(Named-object pointing items)

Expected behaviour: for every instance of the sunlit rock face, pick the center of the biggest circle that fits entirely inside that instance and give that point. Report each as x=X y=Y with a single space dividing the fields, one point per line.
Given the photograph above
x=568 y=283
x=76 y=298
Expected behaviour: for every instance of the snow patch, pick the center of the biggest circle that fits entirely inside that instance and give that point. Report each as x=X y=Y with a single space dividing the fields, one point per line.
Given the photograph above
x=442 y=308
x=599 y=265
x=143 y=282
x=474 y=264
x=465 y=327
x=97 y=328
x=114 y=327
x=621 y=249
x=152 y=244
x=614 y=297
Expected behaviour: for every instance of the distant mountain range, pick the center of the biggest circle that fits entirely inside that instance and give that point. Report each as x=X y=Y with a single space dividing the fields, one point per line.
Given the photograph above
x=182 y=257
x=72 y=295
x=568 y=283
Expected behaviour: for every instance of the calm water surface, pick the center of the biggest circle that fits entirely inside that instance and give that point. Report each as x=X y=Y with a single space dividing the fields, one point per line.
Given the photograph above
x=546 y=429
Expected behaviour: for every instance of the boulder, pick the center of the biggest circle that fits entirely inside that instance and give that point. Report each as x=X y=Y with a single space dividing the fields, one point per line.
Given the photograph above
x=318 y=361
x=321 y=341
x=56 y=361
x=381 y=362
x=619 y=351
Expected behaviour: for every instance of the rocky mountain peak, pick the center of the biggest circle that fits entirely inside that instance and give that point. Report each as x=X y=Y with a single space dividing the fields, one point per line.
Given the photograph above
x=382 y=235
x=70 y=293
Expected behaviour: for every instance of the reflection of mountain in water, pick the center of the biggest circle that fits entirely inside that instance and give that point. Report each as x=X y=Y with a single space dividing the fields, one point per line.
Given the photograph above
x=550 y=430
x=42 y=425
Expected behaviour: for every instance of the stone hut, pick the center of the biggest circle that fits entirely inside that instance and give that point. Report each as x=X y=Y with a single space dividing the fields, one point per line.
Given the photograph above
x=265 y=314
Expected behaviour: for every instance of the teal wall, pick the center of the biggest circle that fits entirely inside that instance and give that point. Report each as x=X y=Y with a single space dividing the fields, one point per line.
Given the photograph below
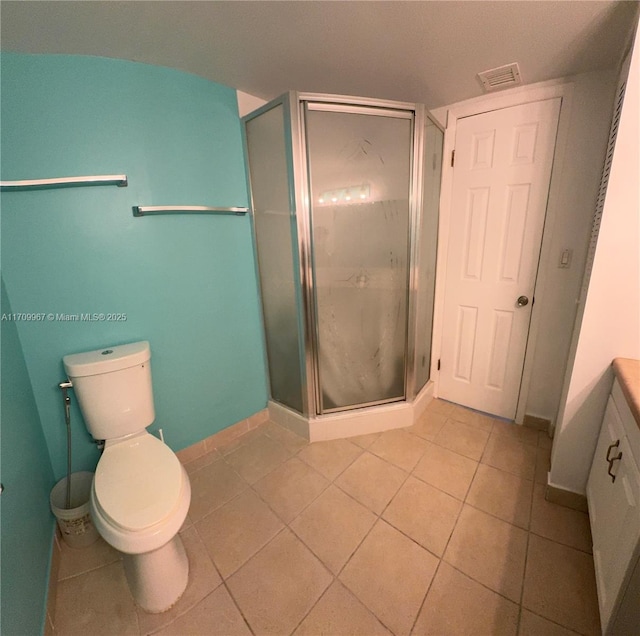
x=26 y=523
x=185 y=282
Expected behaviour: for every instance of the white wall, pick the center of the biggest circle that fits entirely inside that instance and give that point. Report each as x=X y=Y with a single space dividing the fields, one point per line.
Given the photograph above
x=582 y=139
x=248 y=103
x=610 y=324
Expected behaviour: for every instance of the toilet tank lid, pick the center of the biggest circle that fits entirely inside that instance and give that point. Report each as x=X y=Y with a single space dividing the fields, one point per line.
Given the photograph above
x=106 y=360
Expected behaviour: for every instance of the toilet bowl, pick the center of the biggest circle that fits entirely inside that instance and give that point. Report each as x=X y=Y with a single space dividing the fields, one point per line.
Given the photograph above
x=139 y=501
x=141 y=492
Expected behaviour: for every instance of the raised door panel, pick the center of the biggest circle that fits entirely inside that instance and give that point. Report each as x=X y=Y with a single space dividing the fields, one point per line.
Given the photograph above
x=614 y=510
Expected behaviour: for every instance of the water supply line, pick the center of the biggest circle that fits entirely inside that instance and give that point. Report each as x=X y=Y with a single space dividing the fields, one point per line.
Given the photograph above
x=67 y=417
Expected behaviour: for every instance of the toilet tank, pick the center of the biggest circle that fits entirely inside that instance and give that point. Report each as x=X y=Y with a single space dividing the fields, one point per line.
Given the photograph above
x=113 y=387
==
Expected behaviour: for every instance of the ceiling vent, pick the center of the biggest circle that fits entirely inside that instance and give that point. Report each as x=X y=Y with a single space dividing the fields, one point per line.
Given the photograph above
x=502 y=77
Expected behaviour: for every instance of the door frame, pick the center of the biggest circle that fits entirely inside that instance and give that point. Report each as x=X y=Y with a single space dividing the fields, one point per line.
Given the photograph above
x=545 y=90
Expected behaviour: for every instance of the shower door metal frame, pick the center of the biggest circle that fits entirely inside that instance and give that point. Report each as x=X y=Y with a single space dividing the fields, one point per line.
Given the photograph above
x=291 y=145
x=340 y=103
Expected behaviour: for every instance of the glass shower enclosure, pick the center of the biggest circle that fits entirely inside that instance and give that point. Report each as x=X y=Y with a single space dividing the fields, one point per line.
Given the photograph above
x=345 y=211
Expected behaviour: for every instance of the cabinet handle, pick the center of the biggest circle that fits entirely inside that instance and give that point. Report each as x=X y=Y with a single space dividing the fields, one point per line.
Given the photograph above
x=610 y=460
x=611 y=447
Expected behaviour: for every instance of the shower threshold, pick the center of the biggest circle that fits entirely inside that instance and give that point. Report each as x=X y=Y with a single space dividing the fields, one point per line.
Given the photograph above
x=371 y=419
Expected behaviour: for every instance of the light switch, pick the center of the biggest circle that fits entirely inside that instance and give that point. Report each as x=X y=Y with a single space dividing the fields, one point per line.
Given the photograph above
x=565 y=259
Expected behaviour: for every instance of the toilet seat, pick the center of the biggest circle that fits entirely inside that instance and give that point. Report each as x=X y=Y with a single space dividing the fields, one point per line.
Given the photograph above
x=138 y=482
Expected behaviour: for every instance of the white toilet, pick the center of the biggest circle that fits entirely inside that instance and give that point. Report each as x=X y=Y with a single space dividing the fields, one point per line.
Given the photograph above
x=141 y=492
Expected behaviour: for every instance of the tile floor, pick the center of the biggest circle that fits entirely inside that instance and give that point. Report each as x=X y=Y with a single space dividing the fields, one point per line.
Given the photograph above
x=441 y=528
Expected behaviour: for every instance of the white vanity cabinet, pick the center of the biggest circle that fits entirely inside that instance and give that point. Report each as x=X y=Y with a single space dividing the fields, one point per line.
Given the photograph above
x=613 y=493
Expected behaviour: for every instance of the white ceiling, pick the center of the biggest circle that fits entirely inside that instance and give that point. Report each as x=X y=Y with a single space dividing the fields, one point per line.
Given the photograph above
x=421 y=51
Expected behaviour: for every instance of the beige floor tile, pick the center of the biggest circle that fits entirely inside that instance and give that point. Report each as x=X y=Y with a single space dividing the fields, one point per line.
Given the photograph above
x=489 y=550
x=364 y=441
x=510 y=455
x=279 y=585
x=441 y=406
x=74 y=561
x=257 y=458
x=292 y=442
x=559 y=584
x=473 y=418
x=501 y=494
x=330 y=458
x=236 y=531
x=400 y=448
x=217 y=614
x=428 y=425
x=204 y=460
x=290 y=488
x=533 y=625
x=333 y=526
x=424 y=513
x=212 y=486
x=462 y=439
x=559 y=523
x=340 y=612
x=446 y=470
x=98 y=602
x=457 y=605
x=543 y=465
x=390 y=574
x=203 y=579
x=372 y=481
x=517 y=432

### What needs to be done
Substitute "largest" for "biggest" in the items starting at "Expected behaviour: for every instance of the sunlit" and ending at "x=546 y=429", leaving everything else unchanged. Give only those lines.

### Completed exercise
Expected behaviour: for every instance of the sunlit rock face, pick the center of the largest circle that fits entirely inside that instance and give that point. Report each as x=X y=Y with a single space dividing the fields, one point per line.
Given the photograph above
x=568 y=283
x=76 y=298
Expected behaviour: for every instance of the snow patch, pick the center of the largest circle that fits entirely inside that instance and give that point. Report each as x=X y=Y with a single space dividing the fields, one point per line.
Given the photograph above
x=442 y=308
x=599 y=265
x=143 y=282
x=474 y=264
x=465 y=327
x=97 y=328
x=114 y=327
x=621 y=249
x=152 y=244
x=614 y=297
Expected behaviour: for every instance of the distant mountain range, pick the center of the largest circle that fits entirely inside that instance and give that point. Report each as x=X y=Y with a single space dividing the fields, one point per line.
Given the photograph above
x=182 y=257
x=72 y=295
x=568 y=283
Expected behaviour: for every instance of the calm water surface, pick the center of the largest circle that fits entirely inside that instance and give that point. Report each as x=X y=Y with a single space dividing the fields, one point per line.
Given the photograph above
x=546 y=429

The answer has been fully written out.